§ Task to carry out
Pick up the passage comparing the Rules DSL with JSR223 rules after its last sentence and keep writing it.

---- Supplied text

So I guess my main point in defending the Rules DSL is not that other languages are worse but that the Rules DSL is pretty good in its own right.

Pretty good relative to what? Yes, the Rule DSL supports event-based programming. However, it’s not any better at event-based programming than a JSR223 rule. In both cases, you have code execution that is triggered by the same OH events. The “when” triggering is almost identical. However, with JSR223 rules can have “templated” triggers or generate the triggers programmatically based on rule instance parameters. The “then” block of code is where the primary difference lies. With the JSR223 languages you have a richer set of options for programming techniques, data structures and for creating reusable, modular code. If you want to use OO techniques, that can done. If you want to use functional techniques, you can do that. You can even use Group-Oriented Item-based programming techniques where appropriate.

The fact that the JSR223 rule themselves are objects provides all the standard benefits of OO: abstraction, encapsulated state, polymorphism, code reuse and so on. And no, defining a DSL Rule per file and using file-scope variables is not the same as OO encapsulation.

I’m not interested in a debate about whether the Rule DSL is theoretically capable of implementing anything that can be implemented in JSR223. I’m assuming they are Turing equivalent. My focus is more on the pragmatics of how to most effectively implement OH automation functionality.

--------
---- Provided information

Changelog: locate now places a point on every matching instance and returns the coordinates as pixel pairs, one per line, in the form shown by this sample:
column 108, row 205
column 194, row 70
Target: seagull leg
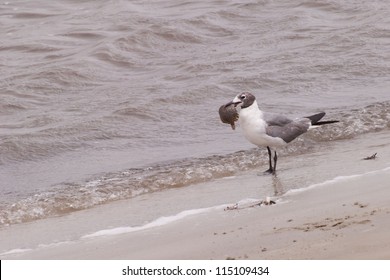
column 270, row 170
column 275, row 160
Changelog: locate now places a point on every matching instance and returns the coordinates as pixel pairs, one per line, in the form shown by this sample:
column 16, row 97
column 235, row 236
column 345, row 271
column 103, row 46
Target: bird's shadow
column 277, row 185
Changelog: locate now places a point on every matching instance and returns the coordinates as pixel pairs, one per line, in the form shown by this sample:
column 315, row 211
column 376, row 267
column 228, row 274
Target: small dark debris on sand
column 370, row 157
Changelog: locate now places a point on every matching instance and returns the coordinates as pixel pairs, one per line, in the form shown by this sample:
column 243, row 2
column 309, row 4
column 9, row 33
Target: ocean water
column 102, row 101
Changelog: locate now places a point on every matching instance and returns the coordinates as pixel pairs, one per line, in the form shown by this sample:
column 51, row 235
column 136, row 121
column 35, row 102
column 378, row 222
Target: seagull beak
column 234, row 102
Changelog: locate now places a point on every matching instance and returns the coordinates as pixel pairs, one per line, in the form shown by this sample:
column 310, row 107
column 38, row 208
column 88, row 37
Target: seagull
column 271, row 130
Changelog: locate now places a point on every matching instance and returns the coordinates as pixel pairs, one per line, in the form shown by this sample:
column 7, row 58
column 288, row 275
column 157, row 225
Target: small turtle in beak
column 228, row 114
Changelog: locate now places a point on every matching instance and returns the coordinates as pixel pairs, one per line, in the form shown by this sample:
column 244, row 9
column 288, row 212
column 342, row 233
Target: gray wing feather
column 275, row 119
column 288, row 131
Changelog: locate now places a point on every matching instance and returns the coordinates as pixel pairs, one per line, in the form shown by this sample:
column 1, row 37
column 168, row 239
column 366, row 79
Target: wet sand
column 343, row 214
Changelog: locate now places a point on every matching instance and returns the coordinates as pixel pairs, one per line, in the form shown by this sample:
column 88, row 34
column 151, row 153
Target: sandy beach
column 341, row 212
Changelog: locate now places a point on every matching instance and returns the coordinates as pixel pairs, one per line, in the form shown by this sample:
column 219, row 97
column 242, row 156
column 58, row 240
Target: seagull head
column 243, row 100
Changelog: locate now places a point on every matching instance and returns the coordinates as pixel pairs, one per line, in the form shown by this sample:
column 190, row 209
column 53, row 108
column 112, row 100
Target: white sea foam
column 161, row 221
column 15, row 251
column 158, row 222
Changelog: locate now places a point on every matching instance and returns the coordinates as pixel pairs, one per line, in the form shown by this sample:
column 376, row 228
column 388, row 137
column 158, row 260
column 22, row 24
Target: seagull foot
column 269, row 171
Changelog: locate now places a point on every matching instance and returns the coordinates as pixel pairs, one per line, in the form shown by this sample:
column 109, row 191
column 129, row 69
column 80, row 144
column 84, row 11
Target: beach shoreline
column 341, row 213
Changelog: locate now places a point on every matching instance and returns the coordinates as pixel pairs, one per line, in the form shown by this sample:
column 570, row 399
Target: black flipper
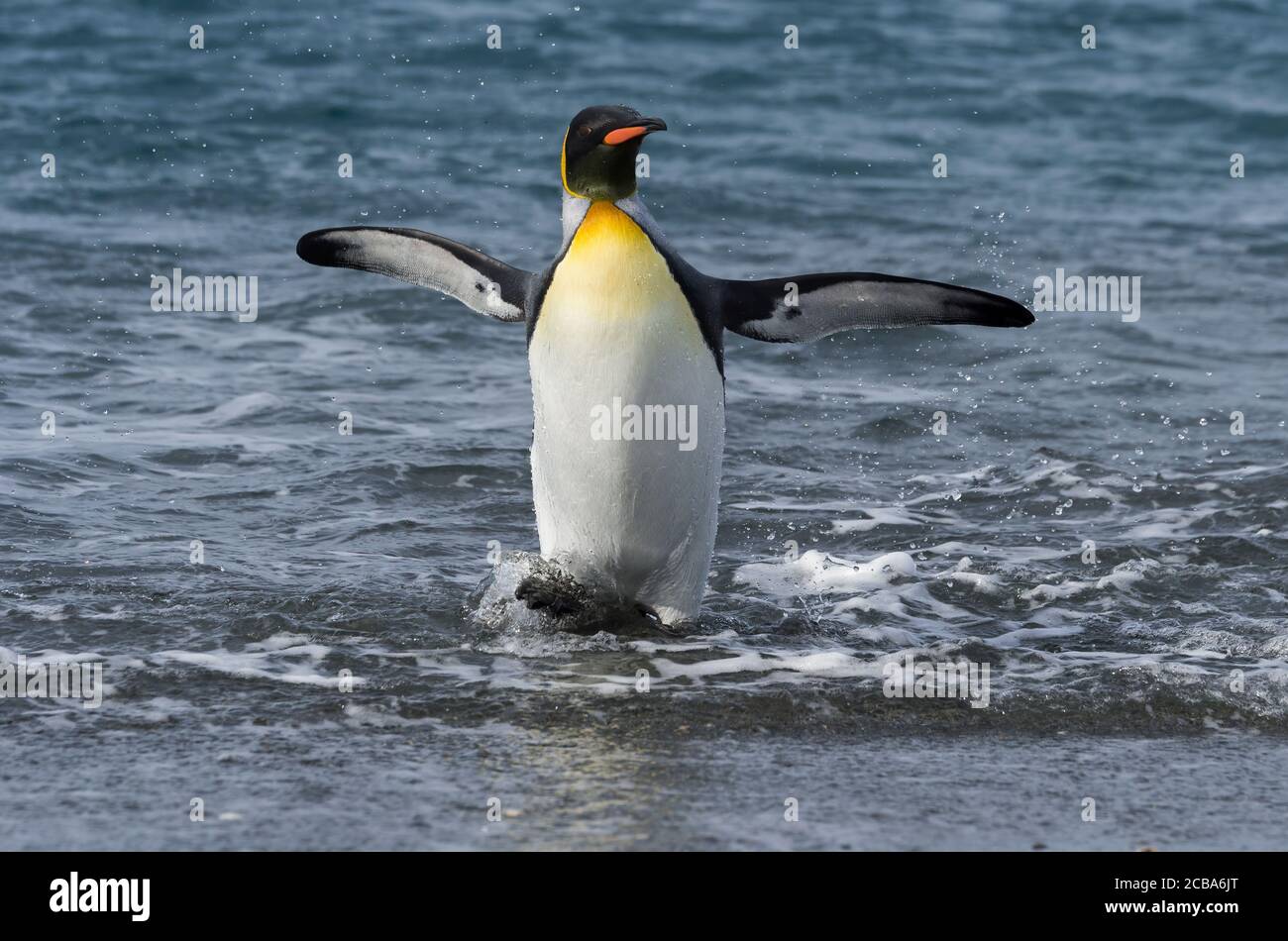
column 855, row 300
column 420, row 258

--------

§ Response to the exercise
I agree that one advantage of the DSL is that it’s the “default” for OH. However, we’ve established that it is less powerful (relative to language features, documentation, libraries, IDEs, …) than the JSR223 languages. I believe that the Rule DSL is an inferior approach that requires even professional programmers to spend significant amounts of time to “bend to the language”. I don’t find much to like about it, especially since there are better options.

Actually, I find that using Groups like I describe here there is very rarely a need for
lambdas at all. That is one reason I promote their use so heavily. If you have lambdas I treat
that as a slight code smell.

Oddly, the page you linked to shows lambdas being used in many places (and so does the “Set lights based on Time of Day” example). To be clear, I’m not anti-lambda. You have some good examples on that page of using lambda and functional techniques in reasonable ways. However, I think that Group-Oriented programming where lambdas are used to access “fields” of data structures is a clumsy and nonperformant technique. I do understand that this may be the best or only reasonble choice you have with the DSL. I believe that you are giving excellent advice to DSL users and that your techniques are quite clever given the constraints you have.

Actually, I would end up having one Rule with 20 or 30 triggers and maybe a switch statement. I’d need to see a concrete use case to say how I would implement it. To add a mode to only enable some schedules when the house is in vacation mode I would either have some if/else or switch statements or potentially one additional rule. So this is why I challenge the OO paradigm. You have one additional function and so do I. Mox nix, no?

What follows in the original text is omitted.